▶ YOUR TASK
Search each line below for the word "stone" and list those that contain it.

** Opening DATASET ENTRIES block **

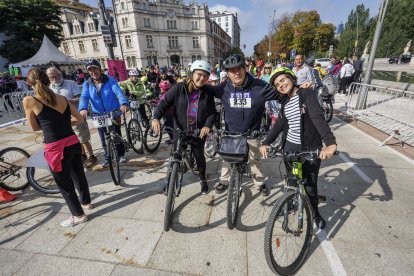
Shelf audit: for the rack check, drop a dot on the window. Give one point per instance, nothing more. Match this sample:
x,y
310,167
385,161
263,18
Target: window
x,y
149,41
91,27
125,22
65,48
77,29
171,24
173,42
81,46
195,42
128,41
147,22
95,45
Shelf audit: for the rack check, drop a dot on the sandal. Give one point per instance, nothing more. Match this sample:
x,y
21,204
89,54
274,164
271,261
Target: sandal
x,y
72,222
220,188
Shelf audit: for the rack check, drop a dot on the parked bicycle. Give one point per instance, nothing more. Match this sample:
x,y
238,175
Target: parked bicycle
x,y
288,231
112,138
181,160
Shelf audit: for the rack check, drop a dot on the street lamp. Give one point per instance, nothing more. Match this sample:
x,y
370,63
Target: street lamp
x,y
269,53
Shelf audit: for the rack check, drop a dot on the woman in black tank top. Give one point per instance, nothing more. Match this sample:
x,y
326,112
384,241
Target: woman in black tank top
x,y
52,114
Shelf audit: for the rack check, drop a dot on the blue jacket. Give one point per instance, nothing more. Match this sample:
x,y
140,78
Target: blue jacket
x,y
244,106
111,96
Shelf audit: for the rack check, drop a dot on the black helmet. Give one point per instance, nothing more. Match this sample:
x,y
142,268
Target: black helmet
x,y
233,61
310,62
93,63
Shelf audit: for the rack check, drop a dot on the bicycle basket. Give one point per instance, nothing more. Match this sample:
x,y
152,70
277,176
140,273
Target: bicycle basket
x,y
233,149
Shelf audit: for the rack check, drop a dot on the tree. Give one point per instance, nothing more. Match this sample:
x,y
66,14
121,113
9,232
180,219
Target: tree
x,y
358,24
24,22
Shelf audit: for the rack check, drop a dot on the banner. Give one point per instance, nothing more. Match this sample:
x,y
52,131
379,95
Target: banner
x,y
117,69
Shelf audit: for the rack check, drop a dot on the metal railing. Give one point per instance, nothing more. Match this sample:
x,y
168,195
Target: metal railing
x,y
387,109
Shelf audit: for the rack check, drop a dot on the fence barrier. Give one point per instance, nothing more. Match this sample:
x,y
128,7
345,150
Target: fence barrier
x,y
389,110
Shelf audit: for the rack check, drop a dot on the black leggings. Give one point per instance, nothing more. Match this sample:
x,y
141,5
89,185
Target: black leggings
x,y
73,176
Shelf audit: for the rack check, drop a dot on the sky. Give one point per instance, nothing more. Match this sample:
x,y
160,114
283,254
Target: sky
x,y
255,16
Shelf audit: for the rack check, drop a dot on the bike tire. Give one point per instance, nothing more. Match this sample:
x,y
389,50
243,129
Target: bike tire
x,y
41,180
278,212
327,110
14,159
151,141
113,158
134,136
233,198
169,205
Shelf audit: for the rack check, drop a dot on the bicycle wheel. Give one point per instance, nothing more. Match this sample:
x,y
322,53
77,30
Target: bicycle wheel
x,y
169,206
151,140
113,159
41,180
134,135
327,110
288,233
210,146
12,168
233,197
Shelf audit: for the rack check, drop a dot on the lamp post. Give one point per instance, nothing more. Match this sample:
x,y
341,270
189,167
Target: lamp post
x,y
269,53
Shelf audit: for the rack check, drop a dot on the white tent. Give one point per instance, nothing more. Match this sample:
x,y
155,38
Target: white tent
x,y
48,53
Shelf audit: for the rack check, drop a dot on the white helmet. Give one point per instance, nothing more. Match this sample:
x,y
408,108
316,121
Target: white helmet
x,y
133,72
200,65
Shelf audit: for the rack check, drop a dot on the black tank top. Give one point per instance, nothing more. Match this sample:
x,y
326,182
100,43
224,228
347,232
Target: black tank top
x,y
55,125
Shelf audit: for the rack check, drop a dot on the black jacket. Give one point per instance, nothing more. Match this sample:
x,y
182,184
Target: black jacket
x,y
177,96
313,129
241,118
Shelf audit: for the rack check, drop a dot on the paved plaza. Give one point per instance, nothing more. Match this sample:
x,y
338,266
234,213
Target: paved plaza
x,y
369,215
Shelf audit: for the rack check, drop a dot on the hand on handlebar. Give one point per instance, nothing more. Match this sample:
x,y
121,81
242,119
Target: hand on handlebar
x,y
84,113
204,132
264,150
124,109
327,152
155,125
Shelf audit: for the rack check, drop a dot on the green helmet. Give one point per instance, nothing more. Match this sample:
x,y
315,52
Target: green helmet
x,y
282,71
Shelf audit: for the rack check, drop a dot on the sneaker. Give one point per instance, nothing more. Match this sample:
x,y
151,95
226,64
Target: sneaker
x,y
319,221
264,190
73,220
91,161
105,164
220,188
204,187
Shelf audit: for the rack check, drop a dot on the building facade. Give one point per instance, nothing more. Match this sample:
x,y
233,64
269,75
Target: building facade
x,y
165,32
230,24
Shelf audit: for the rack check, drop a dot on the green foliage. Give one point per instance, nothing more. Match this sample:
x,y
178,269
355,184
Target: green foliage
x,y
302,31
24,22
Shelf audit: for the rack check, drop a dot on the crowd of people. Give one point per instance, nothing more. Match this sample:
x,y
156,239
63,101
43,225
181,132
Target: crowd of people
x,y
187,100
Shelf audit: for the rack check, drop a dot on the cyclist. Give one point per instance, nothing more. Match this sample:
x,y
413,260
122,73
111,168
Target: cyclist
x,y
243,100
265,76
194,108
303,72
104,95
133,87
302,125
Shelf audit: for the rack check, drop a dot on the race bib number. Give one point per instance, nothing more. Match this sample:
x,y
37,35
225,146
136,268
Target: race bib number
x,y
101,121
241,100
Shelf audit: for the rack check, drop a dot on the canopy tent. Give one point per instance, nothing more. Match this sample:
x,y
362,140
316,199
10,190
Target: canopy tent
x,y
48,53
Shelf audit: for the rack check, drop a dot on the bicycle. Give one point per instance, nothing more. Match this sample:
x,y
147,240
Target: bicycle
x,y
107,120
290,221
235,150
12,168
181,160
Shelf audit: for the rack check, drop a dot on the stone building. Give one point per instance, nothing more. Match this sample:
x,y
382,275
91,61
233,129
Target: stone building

** Closing DATASET ENTRIES block **

▶ OUTPUT
Shelf audit: for the rack check, drop a dot on the stone building. Give one point per instance, nothing more. Match this sample:
Target: stone building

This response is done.